# Problem to work on:
Copy out the entries below, replacing "single dot" with "single marker" everywhere it occurs and leaving every other part unchanged.

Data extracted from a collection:
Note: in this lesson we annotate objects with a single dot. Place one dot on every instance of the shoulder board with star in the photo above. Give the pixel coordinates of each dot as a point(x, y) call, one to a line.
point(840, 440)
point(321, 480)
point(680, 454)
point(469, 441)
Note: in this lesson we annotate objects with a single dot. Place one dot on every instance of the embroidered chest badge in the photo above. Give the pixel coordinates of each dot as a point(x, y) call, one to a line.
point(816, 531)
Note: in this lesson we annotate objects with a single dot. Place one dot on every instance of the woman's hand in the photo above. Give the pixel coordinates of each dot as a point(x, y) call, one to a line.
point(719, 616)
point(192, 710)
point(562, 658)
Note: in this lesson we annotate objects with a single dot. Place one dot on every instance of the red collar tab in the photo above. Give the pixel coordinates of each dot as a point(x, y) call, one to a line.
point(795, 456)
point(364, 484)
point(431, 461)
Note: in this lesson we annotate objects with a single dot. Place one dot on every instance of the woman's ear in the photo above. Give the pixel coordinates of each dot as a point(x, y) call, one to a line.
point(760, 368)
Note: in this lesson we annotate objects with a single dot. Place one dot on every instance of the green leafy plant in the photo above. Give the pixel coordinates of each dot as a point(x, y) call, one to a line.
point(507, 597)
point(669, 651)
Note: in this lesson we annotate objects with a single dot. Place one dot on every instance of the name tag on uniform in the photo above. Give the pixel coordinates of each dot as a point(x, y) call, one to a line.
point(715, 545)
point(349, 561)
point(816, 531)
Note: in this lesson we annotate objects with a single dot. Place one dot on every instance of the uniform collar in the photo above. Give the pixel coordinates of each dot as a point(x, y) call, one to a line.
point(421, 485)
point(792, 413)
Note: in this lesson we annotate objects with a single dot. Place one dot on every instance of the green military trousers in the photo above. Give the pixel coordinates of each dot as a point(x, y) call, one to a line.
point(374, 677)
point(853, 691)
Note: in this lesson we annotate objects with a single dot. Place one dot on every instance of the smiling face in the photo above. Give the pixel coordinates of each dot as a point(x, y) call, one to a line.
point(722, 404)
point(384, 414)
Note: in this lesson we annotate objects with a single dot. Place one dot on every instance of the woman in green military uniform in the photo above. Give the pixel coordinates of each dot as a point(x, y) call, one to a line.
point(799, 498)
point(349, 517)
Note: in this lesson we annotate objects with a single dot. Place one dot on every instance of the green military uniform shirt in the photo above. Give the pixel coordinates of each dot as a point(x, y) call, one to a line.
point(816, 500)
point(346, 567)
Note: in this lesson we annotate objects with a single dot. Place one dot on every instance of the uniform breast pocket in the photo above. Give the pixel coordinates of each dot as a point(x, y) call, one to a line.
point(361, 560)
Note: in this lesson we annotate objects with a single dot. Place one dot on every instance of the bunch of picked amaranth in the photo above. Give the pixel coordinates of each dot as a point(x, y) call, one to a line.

# Result below:
Note: in this lesson we annotate objects with a single marker. Place one dot on every instance of the shoulder board with star in the photo above. Give the pixel coordinates of each dot as a point(x, y) call, one to a line.
point(840, 440)
point(321, 480)
point(680, 454)
point(469, 441)
Note: in this lesson we annotate objects with a single marker. Place one dot on every instance of the embroidered chest badge in the photo above. Give the pixel coordinates of each dot as a point(x, y) call, one to a line.
point(816, 531)
Note: in this lesson we annotate objects with a single marker. Place one dot on every instance of the woman's hand in the photo above. Give the pixel coordinates of each dot as a point(x, y) call, one to a line.
point(719, 616)
point(192, 710)
point(562, 658)
Note: in this lesson we annotate objects with a single marker. Place one dot on every instance of the red collar tab in the photo above. Give the pixel coordinates of each dot as a point(x, y) call, one to a line.
point(795, 456)
point(364, 484)
point(431, 461)
Note: in this lesson we annotate objects with a single marker. Place one dot on every instance of the woman's ear in the photo above. Give the pixel coordinates of each dot as a point(x, y) call, one to a line.
point(760, 368)
Note: in this lesson we annotate objects with a single marker. Place one dot on every instance of the green leafy plant in the photo above. Give the pixel coordinates of each dot as a point(x, y) call, one to a line.
point(507, 597)
point(669, 651)
Note: in this lesson we annotate objects with a single marker. Place one dot on every instance of the name tag on uniform in the photo above. Give the pixel coordinates of each dot as a point(x, y) call, one to a line.
point(715, 545)
point(349, 561)
point(816, 531)
Note: in this lesson we annotate objects with a single marker. Place one dot on every instance of the uniform collar in the photo above. Give the pixel coordinates of each dot as a point(x, y) call, one to a line.
point(421, 485)
point(792, 413)
Note: in this lesson we annotate objects with a single marker. Place one dot on every instance of the green military trousers in the photo above. Give the pixel coordinates of each dot as a point(x, y) call, one to a line.
point(374, 677)
point(853, 691)
Note: in this lesson we annotate objects with a single marker. Place one dot on every instance of the smiling face in the photo above. Give the pixel coordinates of each dot as a point(x, y) call, one to a line.
point(722, 404)
point(384, 414)
Note: in this lesson we annotate objects with a single marker. Place one dot on every instance of the woman in green military uniform in the photo above. Give the pixel coordinates of each dot as a point(x, y) call, one to a line.
point(799, 498)
point(349, 517)
Note: in this lesson we annotate objects with a single marker. Place one dot on every instance of the green military uniform shirt in the photo above. Give the pixel coordinates of each dot as a point(x, y) call, one to a line.
point(816, 500)
point(346, 567)
Note: in this lesson we annotate objects with a single marker. Place one dot on every instance of the uniform breast pocket in the photo above. Give the pixel coordinates of each dot as a point(x, y) call, one to a line.
point(361, 560)
Note: in this lesson we annotate objects with a single marker. Place one dot on every instance of the bunch of picked amaranth in the photo above. Give the pixel coordinates of each dot as a point(x, y) call, one to a line.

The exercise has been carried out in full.